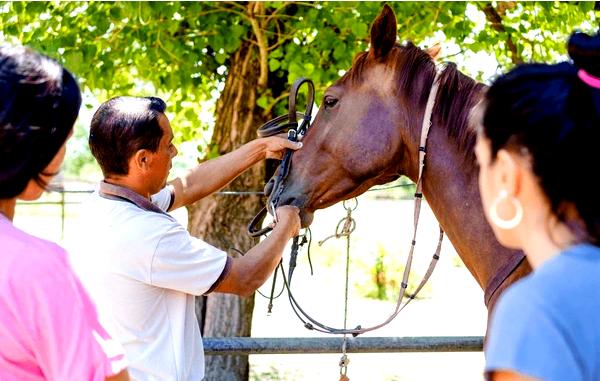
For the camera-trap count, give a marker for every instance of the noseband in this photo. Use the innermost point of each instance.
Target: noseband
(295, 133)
+===+
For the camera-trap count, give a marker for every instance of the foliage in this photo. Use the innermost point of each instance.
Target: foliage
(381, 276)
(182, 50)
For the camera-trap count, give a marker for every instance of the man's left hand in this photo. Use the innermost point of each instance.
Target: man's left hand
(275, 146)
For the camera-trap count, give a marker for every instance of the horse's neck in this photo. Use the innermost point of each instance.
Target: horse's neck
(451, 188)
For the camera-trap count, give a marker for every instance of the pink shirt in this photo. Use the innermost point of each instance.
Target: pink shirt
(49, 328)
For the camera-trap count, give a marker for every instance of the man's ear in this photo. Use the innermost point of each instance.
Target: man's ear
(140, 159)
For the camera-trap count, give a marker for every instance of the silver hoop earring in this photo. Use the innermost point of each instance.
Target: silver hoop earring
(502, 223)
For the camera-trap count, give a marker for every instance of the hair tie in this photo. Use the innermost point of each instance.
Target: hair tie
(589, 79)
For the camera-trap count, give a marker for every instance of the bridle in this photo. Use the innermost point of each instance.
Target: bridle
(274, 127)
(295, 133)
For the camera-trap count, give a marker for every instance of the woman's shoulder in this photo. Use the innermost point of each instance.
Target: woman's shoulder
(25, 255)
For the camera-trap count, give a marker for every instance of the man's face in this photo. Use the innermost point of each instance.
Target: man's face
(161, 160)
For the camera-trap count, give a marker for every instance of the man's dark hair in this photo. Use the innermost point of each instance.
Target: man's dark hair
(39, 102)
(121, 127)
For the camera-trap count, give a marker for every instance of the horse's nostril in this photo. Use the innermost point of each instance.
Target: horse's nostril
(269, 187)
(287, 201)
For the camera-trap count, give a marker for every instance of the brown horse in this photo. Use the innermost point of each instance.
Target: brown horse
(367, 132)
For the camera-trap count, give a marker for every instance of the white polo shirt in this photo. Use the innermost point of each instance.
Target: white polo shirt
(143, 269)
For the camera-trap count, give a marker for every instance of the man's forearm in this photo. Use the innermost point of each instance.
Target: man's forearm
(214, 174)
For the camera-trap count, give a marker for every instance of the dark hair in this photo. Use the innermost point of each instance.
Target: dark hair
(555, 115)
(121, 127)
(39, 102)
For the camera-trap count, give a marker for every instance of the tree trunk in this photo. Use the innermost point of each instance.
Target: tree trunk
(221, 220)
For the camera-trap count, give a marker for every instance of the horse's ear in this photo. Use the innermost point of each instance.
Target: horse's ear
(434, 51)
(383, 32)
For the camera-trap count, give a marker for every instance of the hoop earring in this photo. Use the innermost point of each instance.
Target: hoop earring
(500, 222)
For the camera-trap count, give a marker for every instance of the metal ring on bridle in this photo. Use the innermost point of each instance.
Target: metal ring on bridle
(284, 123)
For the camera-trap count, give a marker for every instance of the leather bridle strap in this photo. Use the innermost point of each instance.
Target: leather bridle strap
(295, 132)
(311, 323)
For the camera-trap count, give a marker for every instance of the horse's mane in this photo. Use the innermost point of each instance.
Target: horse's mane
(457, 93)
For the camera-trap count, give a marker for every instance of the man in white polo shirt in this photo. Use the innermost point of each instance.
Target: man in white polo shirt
+===+
_Directions_: Only one stretch of the entries above is wanted: the lines from the one containing "of the tree" through the one containing "Target: man in white polo shirt". Please reproduce it exactly.

_Result of this exercise_:
For the camera-trap count, give a marker for every instance of the tree trunk in this photo. Use the innermost point of each instance.
Target: tree trunk
(221, 220)
For the camera-trap count, give a marker for every instance of the horse's ear in this photo. Use the innermost point of each instance.
Target: horse's ear
(434, 51)
(383, 32)
For the camera-trap count, give a marker for every instance of the hoop earring in this photo. Use the innermost point of each instance.
Target: hoop earring
(500, 222)
For the camera-trap count, give a marker for every instance of the metal ring on bridle in this photo. Use the innermost point of each instance.
Target: metal ring on bridle
(284, 123)
For the camera-trap count, give a marker for every instance of the leather bridle strap in this photo. Use the innermost point of each instance.
Target: leather bridle strap
(295, 132)
(311, 323)
For the camera-trap count, give a marker for every instance of the horse's mane in this photo. Use the innermost point of each instance.
Target: horse's mane
(457, 93)
For the camera-trap count, give a marker for every instance of the man in white polo shirt in this photo. Use the innermost point of each instance.
Target: man in white polo shirt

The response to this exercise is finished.